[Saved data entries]

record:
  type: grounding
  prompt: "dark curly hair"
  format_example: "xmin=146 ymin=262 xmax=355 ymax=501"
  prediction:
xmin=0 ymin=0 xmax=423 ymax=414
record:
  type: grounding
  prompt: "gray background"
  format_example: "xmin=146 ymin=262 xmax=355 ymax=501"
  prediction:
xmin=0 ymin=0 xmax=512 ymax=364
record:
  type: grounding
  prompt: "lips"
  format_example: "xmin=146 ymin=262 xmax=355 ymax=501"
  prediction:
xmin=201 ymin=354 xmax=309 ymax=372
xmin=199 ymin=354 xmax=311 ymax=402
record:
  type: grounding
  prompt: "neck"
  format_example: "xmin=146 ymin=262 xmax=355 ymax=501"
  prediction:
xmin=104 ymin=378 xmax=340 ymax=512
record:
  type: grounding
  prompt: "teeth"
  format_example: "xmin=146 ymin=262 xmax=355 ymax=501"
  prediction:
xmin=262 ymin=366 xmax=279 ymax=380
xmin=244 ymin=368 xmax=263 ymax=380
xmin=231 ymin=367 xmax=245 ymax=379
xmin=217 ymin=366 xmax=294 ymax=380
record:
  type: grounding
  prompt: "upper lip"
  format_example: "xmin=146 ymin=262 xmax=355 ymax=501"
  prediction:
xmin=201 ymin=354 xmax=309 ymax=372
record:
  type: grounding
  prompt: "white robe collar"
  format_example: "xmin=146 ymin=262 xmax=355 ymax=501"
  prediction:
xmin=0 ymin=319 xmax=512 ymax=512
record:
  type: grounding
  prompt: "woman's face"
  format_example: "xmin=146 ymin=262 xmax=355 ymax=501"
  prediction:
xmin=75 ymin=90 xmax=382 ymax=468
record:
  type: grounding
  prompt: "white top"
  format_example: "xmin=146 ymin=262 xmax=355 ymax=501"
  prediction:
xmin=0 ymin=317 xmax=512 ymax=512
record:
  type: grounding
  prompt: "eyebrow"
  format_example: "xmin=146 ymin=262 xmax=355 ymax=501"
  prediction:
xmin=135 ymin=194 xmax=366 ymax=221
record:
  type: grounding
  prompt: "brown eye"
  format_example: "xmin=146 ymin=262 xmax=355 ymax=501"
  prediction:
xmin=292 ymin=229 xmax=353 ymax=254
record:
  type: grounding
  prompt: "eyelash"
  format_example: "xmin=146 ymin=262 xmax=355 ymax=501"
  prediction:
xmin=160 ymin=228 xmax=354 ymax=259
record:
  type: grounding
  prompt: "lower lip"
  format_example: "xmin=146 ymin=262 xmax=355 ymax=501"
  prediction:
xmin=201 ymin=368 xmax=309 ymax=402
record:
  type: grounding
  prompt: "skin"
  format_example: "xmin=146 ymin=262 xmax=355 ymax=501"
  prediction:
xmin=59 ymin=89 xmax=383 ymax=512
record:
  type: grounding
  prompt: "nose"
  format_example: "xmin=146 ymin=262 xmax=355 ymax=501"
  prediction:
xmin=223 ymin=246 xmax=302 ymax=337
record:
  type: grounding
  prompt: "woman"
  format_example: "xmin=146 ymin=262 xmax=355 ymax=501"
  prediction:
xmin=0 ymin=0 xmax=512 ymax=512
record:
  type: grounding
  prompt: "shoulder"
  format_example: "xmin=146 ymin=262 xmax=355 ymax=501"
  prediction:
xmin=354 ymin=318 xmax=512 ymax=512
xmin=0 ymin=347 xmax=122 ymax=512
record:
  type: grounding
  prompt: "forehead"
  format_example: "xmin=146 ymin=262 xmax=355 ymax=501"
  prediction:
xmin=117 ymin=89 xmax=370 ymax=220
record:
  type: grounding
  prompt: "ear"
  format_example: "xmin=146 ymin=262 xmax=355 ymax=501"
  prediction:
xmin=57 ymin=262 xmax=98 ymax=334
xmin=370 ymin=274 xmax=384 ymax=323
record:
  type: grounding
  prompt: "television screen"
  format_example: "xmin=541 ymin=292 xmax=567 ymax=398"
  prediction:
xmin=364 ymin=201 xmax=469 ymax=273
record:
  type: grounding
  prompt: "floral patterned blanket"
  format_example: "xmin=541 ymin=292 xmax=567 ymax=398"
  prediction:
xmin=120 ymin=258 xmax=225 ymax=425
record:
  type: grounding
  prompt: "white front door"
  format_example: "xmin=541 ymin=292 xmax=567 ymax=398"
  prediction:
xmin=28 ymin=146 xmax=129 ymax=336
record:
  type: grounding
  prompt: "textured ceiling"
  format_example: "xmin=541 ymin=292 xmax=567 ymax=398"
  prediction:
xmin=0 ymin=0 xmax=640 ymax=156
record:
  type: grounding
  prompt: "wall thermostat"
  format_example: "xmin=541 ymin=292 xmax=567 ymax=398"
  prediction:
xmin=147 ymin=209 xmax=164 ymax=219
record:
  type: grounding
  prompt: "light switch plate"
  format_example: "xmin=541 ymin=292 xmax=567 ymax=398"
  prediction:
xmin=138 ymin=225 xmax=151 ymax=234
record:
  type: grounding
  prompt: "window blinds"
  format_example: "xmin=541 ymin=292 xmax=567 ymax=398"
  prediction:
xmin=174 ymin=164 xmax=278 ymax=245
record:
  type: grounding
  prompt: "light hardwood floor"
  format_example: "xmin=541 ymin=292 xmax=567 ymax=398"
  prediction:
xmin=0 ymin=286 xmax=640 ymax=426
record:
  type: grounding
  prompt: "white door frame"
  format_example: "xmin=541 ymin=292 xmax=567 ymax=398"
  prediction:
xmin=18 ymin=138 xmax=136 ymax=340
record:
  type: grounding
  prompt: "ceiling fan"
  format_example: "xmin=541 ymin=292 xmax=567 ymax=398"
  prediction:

## Written task
From the first line of the saved data entries through the line with "xmin=0 ymin=0 xmax=512 ymax=364", reproduce only those lines, replacing "dark curly hair" with "dark wavy hair" and changing nothing else.

## Output of the task
record:
  type: grounding
  prompt: "dark wavy hair"
  format_example: "xmin=146 ymin=262 xmax=355 ymax=501"
  prediction:
xmin=0 ymin=0 xmax=423 ymax=414
record:
  type: grounding
  prompt: "gray background"
  format_example: "xmin=146 ymin=262 xmax=355 ymax=501"
  prediction:
xmin=0 ymin=0 xmax=512 ymax=364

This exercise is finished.